--- Start of Task input ---
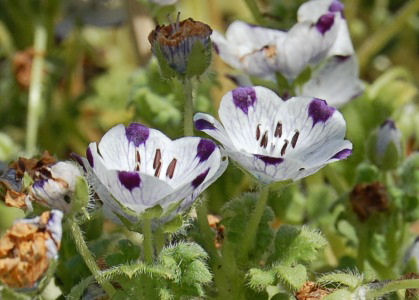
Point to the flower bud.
(27, 249)
(56, 186)
(384, 146)
(182, 48)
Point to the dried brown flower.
(368, 198)
(27, 247)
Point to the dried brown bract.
(368, 198)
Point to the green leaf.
(199, 60)
(293, 277)
(295, 244)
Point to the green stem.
(188, 114)
(380, 38)
(35, 89)
(88, 257)
(254, 10)
(335, 180)
(148, 241)
(253, 225)
(393, 286)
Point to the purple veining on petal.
(202, 124)
(325, 22)
(243, 97)
(137, 133)
(269, 160)
(345, 153)
(389, 123)
(205, 149)
(90, 157)
(200, 178)
(129, 179)
(39, 184)
(319, 111)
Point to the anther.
(294, 139)
(258, 132)
(157, 158)
(171, 168)
(278, 130)
(284, 148)
(264, 140)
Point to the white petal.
(336, 81)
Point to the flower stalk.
(35, 89)
(88, 257)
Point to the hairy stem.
(35, 89)
(380, 38)
(148, 241)
(392, 286)
(253, 225)
(188, 110)
(88, 257)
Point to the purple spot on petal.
(319, 111)
(336, 6)
(345, 153)
(128, 179)
(200, 179)
(39, 184)
(137, 133)
(389, 123)
(90, 157)
(202, 124)
(325, 22)
(243, 97)
(269, 160)
(205, 149)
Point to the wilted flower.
(277, 140)
(320, 40)
(136, 168)
(55, 187)
(175, 44)
(27, 249)
(384, 146)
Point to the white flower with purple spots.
(136, 168)
(277, 140)
(56, 185)
(262, 52)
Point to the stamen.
(157, 159)
(278, 130)
(294, 139)
(157, 173)
(138, 161)
(284, 148)
(258, 132)
(264, 140)
(171, 168)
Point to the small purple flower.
(277, 140)
(138, 169)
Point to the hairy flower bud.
(182, 48)
(384, 146)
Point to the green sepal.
(292, 277)
(173, 225)
(81, 195)
(198, 60)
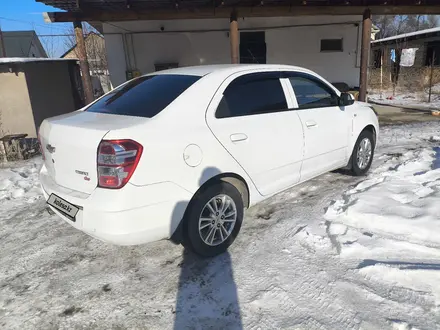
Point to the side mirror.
(346, 99)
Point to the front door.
(326, 125)
(250, 117)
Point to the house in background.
(33, 89)
(404, 61)
(329, 45)
(21, 44)
(97, 58)
(374, 30)
(331, 37)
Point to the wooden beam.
(233, 37)
(365, 50)
(83, 62)
(224, 12)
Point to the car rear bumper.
(128, 216)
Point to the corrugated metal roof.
(116, 5)
(408, 35)
(18, 44)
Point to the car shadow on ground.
(207, 294)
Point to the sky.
(19, 15)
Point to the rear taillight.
(41, 146)
(117, 160)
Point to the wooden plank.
(224, 12)
(83, 62)
(365, 50)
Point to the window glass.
(331, 45)
(145, 96)
(251, 95)
(312, 94)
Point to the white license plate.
(63, 206)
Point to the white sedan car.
(179, 154)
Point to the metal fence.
(405, 85)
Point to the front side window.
(311, 93)
(144, 96)
(251, 95)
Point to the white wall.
(182, 42)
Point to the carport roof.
(120, 10)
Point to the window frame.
(341, 50)
(320, 82)
(255, 76)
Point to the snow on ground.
(337, 252)
(409, 100)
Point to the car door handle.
(238, 137)
(311, 123)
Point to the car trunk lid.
(70, 145)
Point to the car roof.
(202, 70)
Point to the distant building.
(21, 44)
(33, 89)
(405, 60)
(96, 55)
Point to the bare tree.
(391, 25)
(95, 48)
(49, 45)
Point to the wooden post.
(233, 37)
(365, 49)
(2, 43)
(430, 76)
(83, 63)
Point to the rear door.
(251, 117)
(326, 125)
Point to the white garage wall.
(149, 45)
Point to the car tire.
(216, 203)
(363, 153)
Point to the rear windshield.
(144, 96)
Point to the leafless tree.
(50, 45)
(95, 48)
(391, 25)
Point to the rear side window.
(311, 93)
(252, 95)
(144, 96)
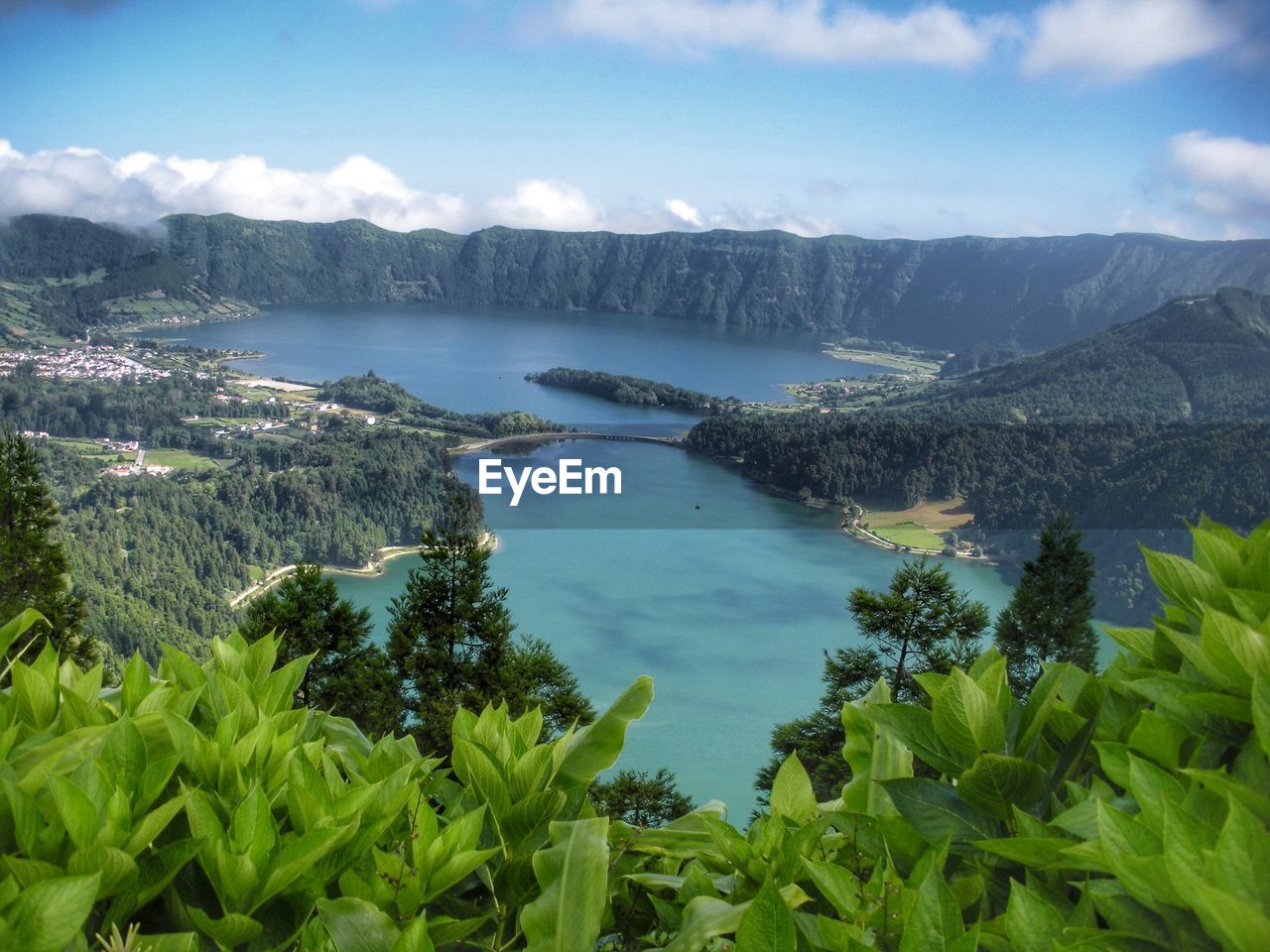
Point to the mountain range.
--- End of Task input ---
§ **Stated task**
Can you put every line of the rows above into a Markdown table with the columns Number and Text, skipping blank lines and leaving the pictures out?

§ **Problem solution**
| Number | Text |
|---|---|
| 1 | Point to the flower bud. |
| 2 | (27, 249) |
| 3 | (56, 186) |
| 4 | (384, 146) |
| 5 | (182, 48) |
| 6 | Point to the dried brown flower. |
| 7 | (368, 198) |
| 8 | (27, 247) |
| 9 | Point to the dried brown bract. |
| 10 | (368, 198) |
| 11 | Point to the green leaf. |
| 12 | (199, 60) |
| 13 | (293, 277) |
| 14 | (295, 244) |
| 15 | Point to the green stem. |
| 16 | (188, 114) |
| 17 | (380, 38) |
| 18 | (35, 89) |
| 19 | (88, 257) |
| 20 | (254, 10) |
| 21 | (335, 180) |
| 22 | (148, 241) |
| 23 | (253, 225) |
| 24 | (393, 286) |
| 25 | Point to the purple veining on petal. |
| 26 | (202, 124) |
| 27 | (325, 22) |
| 28 | (243, 97) |
| 29 | (137, 133) |
| 30 | (269, 160) |
| 31 | (345, 153) |
| 32 | (389, 123) |
| 33 | (205, 149) |
| 34 | (90, 157) |
| 35 | (200, 178) |
| 36 | (129, 179) |
| 37 | (39, 184) |
| 38 | (319, 111) |
| 39 | Point to the anther. |
| 40 | (294, 139) |
| 41 | (258, 132) |
| 42 | (157, 158) |
| 43 | (171, 168) |
| 44 | (278, 130) |
| 45 | (284, 148) |
| 46 | (264, 140) |
| 47 | Point to the white petal. |
| 48 | (336, 81) |
| 49 | Point to the flower stalk. |
| 50 | (35, 89) |
| 51 | (88, 257) |
| 52 | Point to the hairy stem. |
| 53 | (35, 89) |
| 54 | (380, 38) |
| 55 | (148, 241) |
| 56 | (392, 286) |
| 57 | (253, 225) |
| 58 | (188, 110) |
| 59 | (88, 257) |
| 60 | Point to the purple spot on petal. |
| 61 | (319, 111) |
| 62 | (336, 6) |
| 63 | (345, 153) |
| 64 | (128, 179) |
| 65 | (200, 179) |
| 66 | (39, 184) |
| 67 | (137, 133) |
| 68 | (389, 123) |
| 69 | (90, 157) |
| 70 | (202, 124) |
| 71 | (325, 22) |
| 72 | (243, 97) |
| 73 | (269, 160) |
| 74 | (205, 149) |
| 75 | Point to the wilted flower. |
| 76 | (277, 140) |
| 77 | (320, 40) |
| 78 | (136, 168) |
| 79 | (55, 187) |
| 80 | (175, 44) |
| 81 | (27, 249) |
| 82 | (384, 146) |
| 83 | Point to the white flower with purple spots. |
| 84 | (136, 168) |
| 85 | (277, 140) |
| 86 | (56, 185) |
| 87 | (262, 52) |
| 88 | Point to the stamen. |
| 89 | (157, 159) |
| 90 | (278, 130) |
| 91 | (294, 139) |
| 92 | (157, 173) |
| 93 | (138, 161) |
| 94 | (284, 148) |
| 95 | (258, 132) |
| 96 | (264, 140) |
| 97 | (171, 168) |
| 98 | Point to the small purple flower. |
| 99 | (277, 140) |
| 100 | (138, 169) |
| 101 | Point to the hairy flower bud. |
| 102 | (182, 48) |
| 103 | (384, 146) |
| 104 | Point to the green sepal. |
| 105 | (292, 277) |
| 106 | (173, 225) |
| 107 | (81, 195) |
| 108 | (198, 60) |
| 109 | Point to the side mirror. |
| 110 | (346, 99) |
| 111 | Point to the front door. |
| 112 | (326, 125) |
| 113 | (250, 117) |
| 114 | Point to the house in background. |
| 115 | (33, 89) |
| 116 | (404, 61) |
| 117 | (329, 45) |
| 118 | (21, 44) |
| 119 | (97, 58) |
| 120 | (374, 30) |
| 121 | (331, 37) |
| 122 | Point to the wooden beam. |
| 123 | (233, 37) |
| 124 | (365, 50) |
| 125 | (83, 62) |
| 126 | (224, 12) |
| 127 | Point to the car rear bumper. |
| 128 | (128, 216) |
| 129 | Point to the corrugated metal roof. |
| 130 | (116, 5) |
| 131 | (408, 35) |
| 132 | (18, 44) |
| 133 | Point to the car shadow on ground. |
| 134 | (207, 294) |
| 135 | Point to the sky. |
| 136 | (19, 15) |
| 137 | Point to the rear taillight. |
| 138 | (41, 146) |
| 139 | (117, 160) |
| 140 | Point to the wooden plank. |
| 141 | (224, 12) |
| 142 | (83, 62) |
| 143 | (365, 50) |
| 144 | Point to the window glass. |
| 145 | (331, 45) |
| 146 | (145, 96) |
| 147 | (251, 95) |
| 148 | (312, 94) |
| 149 | Point to the white license plate. |
| 150 | (63, 206) |
| 151 | Point to the white sedan car. |
| 152 | (179, 154) |
| 153 | Point to the metal fence. |
| 154 | (405, 85) |
| 155 | Point to the front side window. |
| 156 | (311, 93) |
| 157 | (144, 96) |
| 158 | (251, 95) |
| 159 | Point to the white wall. |
| 160 | (182, 42) |
| 161 | Point to the carport roof. |
| 162 | (120, 10) |
| 163 | Point to the window frame. |
| 164 | (341, 50) |
| 165 | (320, 82) |
| 166 | (255, 76) |
| 167 | Point to the snow on ground. |
| 168 | (337, 252) |
| 169 | (409, 100) |
| 170 | Point to the car door handle. |
| 171 | (238, 137) |
| 172 | (311, 123) |
| 173 | Point to the car trunk lid. |
| 174 | (70, 145) |
| 175 | Point to the car roof. |
| 176 | (202, 70) |
| 177 | Point to the distant building. |
| 178 | (21, 44) |
| 179 | (33, 89) |
| 180 | (405, 60) |
| 181 | (96, 55) |
| 182 | Point to the bare tree. |
| 183 | (391, 25) |
| 184 | (95, 48) |
| 185 | (49, 45) |
| 186 | Point to the wooden post. |
| 187 | (233, 37) |
| 188 | (365, 49) |
| 189 | (2, 43) |
| 190 | (430, 76) |
| 191 | (83, 63) |
| 192 | Point to the rear door. |
| 193 | (251, 117) |
| 194 | (326, 125) |
| 195 | Point to the white garage wall. |
| 196 | (149, 45) |
| 197 | Point to the car tire. |
| 198 | (216, 203) |
| 199 | (363, 153) |
| 200 | Point to the rear windshield. |
| 201 | (144, 96) |
| 202 | Point to the leafless tree. |
| 203 | (50, 45) |
| 204 | (95, 48) |
| 205 | (391, 25) |
| 206 | Point to the rear side window. |
| 207 | (311, 93) |
| 208 | (252, 95) |
| 209 | (144, 96) |
| 210 | Point to the mountain range. |